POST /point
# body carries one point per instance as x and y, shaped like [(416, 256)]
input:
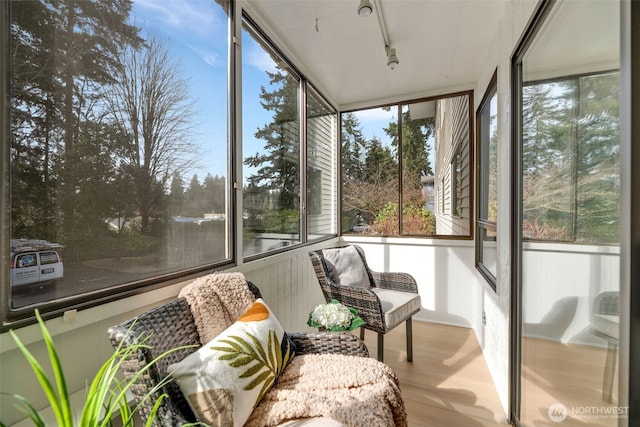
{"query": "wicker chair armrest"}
[(328, 342), (364, 300), (395, 281)]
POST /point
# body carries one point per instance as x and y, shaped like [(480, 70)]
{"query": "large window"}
[(415, 155), (118, 144), (271, 139), (322, 148), (570, 159), (487, 170)]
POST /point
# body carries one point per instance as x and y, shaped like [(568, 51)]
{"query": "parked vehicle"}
[(35, 261)]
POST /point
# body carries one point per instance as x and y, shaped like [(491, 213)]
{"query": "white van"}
[(35, 261)]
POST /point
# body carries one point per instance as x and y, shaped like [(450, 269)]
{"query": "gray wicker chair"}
[(172, 325), (382, 311)]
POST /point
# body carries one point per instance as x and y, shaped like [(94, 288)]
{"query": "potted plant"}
[(334, 316), (106, 395)]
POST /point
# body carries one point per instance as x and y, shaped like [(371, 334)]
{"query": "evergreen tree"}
[(276, 183)]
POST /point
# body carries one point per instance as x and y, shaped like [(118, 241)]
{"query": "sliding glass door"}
[(567, 198)]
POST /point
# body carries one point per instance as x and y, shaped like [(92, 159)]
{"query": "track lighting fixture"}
[(392, 59), (365, 9)]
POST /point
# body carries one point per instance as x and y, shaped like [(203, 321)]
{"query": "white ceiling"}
[(439, 43)]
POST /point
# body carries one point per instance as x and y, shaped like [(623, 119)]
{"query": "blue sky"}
[(196, 34)]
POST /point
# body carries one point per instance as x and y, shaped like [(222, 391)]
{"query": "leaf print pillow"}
[(226, 379)]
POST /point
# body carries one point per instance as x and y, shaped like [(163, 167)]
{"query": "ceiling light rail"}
[(365, 9)]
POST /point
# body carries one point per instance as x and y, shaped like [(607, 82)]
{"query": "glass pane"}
[(436, 169), (370, 172), (115, 174), (271, 148), (487, 184), (322, 123), (418, 164), (571, 185)]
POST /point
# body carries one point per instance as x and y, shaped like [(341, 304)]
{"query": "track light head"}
[(392, 59), (365, 9)]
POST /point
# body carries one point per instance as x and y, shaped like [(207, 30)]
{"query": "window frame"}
[(483, 224), (16, 317), (440, 196)]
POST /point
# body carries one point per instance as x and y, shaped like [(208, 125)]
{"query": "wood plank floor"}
[(448, 383)]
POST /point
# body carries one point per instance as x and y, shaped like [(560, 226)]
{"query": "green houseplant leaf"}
[(106, 395)]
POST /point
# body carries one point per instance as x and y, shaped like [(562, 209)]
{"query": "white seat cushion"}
[(397, 306), (345, 267), (608, 325), (312, 422)]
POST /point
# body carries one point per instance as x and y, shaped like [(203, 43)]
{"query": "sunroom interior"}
[(484, 147)]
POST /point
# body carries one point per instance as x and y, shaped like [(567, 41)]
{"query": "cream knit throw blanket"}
[(356, 391), (217, 301)]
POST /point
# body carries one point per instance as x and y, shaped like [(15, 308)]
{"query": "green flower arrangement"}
[(334, 317)]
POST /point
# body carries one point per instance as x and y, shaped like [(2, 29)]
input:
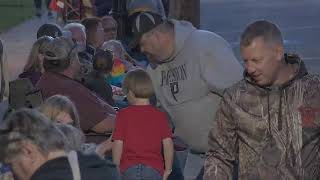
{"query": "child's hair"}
[(74, 136), (33, 63), (103, 61), (56, 104), (139, 82)]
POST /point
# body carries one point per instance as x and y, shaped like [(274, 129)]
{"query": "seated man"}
[(268, 123), (61, 65), (36, 150)]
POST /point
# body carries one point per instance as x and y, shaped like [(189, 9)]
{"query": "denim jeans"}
[(141, 172)]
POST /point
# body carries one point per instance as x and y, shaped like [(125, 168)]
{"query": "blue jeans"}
[(141, 172)]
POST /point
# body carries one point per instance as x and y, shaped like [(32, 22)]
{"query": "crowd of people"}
[(192, 111)]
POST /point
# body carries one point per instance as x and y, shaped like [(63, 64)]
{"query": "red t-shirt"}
[(142, 129)]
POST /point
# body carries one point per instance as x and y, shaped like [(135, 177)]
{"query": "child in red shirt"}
[(142, 148)]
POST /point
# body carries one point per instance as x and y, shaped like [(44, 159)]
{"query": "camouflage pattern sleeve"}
[(220, 158)]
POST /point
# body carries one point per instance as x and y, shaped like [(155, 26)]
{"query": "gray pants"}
[(191, 165)]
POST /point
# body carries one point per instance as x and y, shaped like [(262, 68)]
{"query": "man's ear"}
[(279, 52)]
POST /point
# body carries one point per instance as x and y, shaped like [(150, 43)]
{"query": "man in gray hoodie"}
[(190, 69)]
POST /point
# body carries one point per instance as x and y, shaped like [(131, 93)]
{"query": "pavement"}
[(18, 42)]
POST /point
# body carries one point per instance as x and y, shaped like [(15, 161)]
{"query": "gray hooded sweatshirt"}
[(190, 84)]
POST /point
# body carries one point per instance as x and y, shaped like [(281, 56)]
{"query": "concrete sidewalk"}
[(18, 43)]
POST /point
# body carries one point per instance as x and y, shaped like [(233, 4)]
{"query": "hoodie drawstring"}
[(280, 111)]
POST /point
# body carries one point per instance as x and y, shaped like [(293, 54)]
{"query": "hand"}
[(166, 174), (104, 147)]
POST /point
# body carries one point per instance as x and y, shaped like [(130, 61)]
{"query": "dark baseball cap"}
[(143, 23), (49, 29)]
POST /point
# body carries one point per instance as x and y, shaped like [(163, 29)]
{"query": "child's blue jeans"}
[(141, 172)]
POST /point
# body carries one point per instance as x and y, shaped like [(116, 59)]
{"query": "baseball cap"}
[(143, 23), (48, 29), (57, 53)]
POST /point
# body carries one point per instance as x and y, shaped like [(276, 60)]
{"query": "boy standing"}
[(141, 132)]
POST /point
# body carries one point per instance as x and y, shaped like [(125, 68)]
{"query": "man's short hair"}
[(58, 54), (139, 82), (263, 29), (103, 61), (49, 29), (91, 24)]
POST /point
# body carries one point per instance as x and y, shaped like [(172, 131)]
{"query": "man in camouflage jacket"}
[(267, 127)]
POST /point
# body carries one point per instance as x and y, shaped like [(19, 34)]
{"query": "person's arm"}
[(104, 147), (221, 157), (117, 148), (105, 125), (168, 152), (220, 68)]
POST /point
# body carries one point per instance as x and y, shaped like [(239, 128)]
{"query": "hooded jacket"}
[(265, 133), (91, 168), (190, 84)]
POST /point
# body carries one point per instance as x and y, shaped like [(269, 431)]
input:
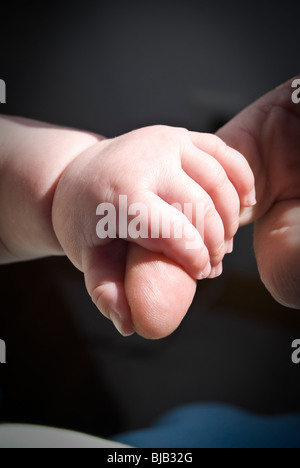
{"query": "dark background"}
[(110, 67)]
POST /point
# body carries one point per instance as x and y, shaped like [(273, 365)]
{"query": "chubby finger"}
[(201, 211), (210, 175), (104, 271), (159, 292), (235, 165)]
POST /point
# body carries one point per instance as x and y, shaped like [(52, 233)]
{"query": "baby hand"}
[(155, 168)]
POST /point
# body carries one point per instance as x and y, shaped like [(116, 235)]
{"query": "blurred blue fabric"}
[(217, 426)]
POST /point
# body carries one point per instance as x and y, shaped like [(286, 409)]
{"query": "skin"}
[(267, 133), (52, 179), (127, 280)]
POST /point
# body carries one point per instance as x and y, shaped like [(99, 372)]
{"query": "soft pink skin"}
[(148, 286), (52, 179), (268, 134)]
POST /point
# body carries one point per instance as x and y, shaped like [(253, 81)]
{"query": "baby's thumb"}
[(158, 291), (104, 271)]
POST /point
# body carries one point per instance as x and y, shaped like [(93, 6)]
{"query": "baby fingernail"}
[(251, 199), (230, 246), (206, 272), (120, 324)]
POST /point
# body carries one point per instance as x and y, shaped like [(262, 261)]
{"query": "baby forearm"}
[(33, 155)]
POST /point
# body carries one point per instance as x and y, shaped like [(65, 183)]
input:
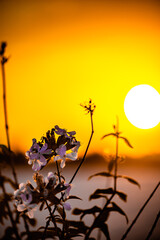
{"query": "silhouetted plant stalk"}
[(10, 212), (3, 61), (117, 135), (53, 220), (89, 108), (139, 213), (153, 227)]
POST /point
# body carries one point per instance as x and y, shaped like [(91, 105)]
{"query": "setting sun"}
[(142, 105)]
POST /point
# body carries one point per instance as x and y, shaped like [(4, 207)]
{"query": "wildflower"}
[(24, 198), (50, 179), (67, 206), (36, 155), (62, 155), (60, 131)]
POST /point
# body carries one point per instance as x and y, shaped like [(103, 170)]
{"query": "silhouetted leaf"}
[(92, 211), (9, 234), (74, 197), (104, 191), (4, 179), (41, 206), (126, 141), (131, 180), (103, 174), (118, 209), (109, 134), (104, 229), (111, 164), (122, 195), (3, 210), (96, 196), (32, 221)]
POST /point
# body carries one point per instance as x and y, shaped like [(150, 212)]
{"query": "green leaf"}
[(126, 141), (103, 174), (118, 209), (109, 134), (131, 180)]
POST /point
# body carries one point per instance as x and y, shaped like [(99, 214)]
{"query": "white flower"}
[(60, 131), (62, 155), (36, 155), (50, 178), (29, 207), (23, 197)]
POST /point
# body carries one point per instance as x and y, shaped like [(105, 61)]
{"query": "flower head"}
[(36, 155), (60, 131), (62, 155), (24, 199)]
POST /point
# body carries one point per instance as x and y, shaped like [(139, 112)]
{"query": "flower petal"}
[(63, 163)]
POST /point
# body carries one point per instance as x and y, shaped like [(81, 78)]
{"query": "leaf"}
[(104, 229), (118, 209), (41, 206), (10, 181), (84, 212), (103, 174), (109, 134), (122, 195), (126, 141), (111, 165), (3, 210), (32, 221), (104, 191), (9, 234), (131, 180), (74, 197), (96, 196)]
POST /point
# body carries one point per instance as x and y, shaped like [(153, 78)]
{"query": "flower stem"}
[(114, 192), (6, 120), (153, 227), (53, 220), (140, 211), (3, 61), (10, 214)]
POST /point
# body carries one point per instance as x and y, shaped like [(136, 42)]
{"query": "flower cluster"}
[(58, 143), (27, 198)]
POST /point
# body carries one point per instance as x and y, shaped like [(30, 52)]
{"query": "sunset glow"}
[(64, 52), (142, 105)]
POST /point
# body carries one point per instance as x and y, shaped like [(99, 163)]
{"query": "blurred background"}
[(61, 53)]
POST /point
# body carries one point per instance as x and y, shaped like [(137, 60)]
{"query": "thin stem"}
[(7, 131), (153, 227), (6, 120), (74, 175), (53, 220), (114, 192), (59, 177), (140, 211), (10, 214), (92, 131)]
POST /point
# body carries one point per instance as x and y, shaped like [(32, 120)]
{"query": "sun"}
[(142, 106)]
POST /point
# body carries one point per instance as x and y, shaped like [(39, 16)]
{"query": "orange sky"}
[(64, 52)]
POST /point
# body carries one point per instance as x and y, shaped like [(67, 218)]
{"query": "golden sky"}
[(64, 52)]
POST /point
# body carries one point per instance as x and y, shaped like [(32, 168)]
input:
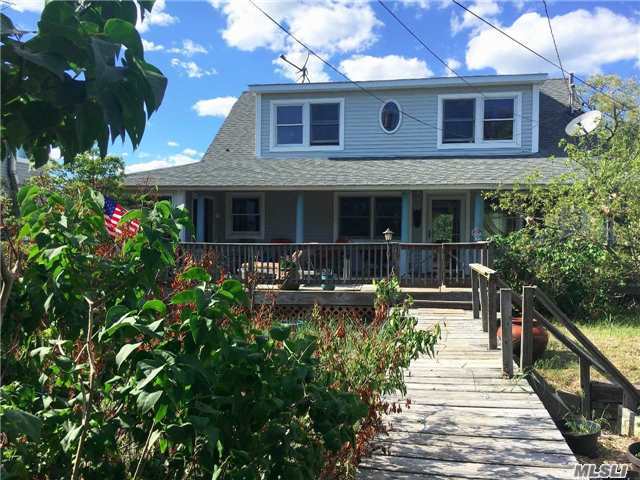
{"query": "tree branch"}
[(86, 400)]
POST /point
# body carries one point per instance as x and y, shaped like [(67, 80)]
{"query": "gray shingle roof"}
[(230, 161)]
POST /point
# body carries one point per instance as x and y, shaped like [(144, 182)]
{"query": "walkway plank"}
[(461, 419)]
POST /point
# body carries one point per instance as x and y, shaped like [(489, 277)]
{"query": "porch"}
[(417, 265), (338, 216)]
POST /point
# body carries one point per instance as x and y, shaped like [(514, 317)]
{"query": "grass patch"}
[(618, 337)]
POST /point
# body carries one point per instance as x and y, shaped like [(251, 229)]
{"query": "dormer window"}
[(474, 120), (289, 124), (309, 124), (498, 119), (458, 120)]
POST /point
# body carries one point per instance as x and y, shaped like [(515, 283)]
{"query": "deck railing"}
[(416, 264), (489, 291)]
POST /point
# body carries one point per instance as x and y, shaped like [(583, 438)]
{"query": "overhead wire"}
[(542, 57)]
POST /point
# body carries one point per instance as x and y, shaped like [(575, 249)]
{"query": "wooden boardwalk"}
[(465, 420)]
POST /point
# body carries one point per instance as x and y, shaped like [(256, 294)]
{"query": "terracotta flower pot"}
[(540, 337)]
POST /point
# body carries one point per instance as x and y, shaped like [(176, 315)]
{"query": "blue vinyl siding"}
[(363, 136)]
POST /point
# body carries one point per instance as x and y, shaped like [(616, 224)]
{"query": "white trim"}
[(479, 142), (535, 119), (372, 220), (258, 125), (403, 83), (305, 146), (229, 233), (390, 132)]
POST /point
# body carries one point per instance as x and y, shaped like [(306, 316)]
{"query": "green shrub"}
[(114, 366)]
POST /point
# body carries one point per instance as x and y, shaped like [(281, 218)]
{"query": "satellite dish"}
[(584, 124)]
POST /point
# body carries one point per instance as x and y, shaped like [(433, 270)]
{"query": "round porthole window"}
[(390, 116)]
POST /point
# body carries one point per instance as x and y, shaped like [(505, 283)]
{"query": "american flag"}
[(113, 212)]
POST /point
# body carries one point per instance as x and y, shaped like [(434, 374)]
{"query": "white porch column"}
[(200, 220), (179, 199), (300, 218), (405, 234), (478, 218)]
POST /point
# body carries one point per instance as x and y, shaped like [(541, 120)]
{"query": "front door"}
[(445, 220)]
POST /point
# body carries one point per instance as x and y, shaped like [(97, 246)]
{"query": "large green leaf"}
[(156, 305), (146, 401), (125, 351), (16, 422)]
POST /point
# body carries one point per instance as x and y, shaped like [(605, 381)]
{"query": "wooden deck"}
[(465, 420)]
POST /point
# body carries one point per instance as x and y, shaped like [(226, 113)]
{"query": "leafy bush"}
[(368, 359), (114, 365), (581, 276), (582, 234)]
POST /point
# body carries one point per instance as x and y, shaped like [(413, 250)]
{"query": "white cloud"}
[(327, 26), (35, 6), (189, 48), (214, 107), (367, 67), (151, 47), (488, 9), (171, 161), (453, 64), (157, 17), (192, 69), (587, 41)]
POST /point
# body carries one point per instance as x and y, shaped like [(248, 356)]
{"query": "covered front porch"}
[(338, 216), (436, 234)]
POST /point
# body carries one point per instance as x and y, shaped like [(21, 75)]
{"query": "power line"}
[(555, 45), (335, 69), (539, 55), (445, 63)]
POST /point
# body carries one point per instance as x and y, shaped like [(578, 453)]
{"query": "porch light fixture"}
[(388, 235)]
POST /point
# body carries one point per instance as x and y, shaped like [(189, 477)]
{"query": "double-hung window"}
[(301, 125), (366, 217), (289, 126), (325, 124), (458, 120), (490, 120), (245, 215), (499, 119)]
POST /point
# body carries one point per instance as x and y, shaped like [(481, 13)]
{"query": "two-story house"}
[(342, 162)]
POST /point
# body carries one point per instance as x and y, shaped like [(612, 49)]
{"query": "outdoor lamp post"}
[(388, 236)]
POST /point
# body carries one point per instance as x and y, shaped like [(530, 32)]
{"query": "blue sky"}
[(211, 50)]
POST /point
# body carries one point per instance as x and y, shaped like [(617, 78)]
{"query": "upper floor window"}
[(498, 119), (490, 120), (458, 120), (390, 116), (325, 124), (289, 124), (245, 215), (313, 124)]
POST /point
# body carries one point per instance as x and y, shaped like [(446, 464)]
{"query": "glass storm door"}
[(445, 221)]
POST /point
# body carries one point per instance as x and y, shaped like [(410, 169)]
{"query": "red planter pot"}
[(540, 337)]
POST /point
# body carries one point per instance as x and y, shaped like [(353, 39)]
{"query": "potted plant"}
[(582, 434), (328, 280), (633, 454), (540, 337), (290, 271)]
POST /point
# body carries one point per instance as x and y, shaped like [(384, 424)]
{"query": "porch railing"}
[(416, 264)]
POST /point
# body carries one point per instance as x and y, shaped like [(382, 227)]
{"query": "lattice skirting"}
[(300, 312)]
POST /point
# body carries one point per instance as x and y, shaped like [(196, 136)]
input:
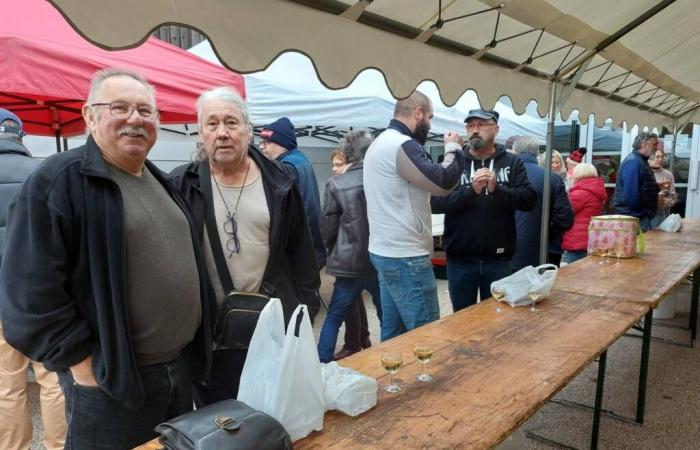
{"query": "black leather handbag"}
[(239, 312), (226, 425)]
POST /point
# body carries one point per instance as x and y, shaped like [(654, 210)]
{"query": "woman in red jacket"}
[(587, 197)]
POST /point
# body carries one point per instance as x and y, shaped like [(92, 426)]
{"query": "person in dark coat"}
[(279, 142), (636, 191), (256, 223), (529, 223), (588, 197), (111, 292), (346, 234)]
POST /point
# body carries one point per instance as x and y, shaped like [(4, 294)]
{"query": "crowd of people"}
[(114, 275)]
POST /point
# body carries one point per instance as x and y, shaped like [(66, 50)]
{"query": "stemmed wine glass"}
[(392, 363), (499, 294), (423, 353)]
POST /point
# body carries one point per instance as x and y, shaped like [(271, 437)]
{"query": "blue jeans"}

**What you should do:** Restate the lines of the records exactly, starting at the first and stopping after the line with "like [(480, 70)]". Leave out any picture.

**Solution for this problem:**
POST /point
# body carries one point per instance as x and y, shaped like [(416, 256)]
input:
{"query": "wicker chair armrest"}
[(328, 342), (364, 300), (395, 281)]
POST /point
# body carries one point per instance as x and y, shaped like [(480, 70)]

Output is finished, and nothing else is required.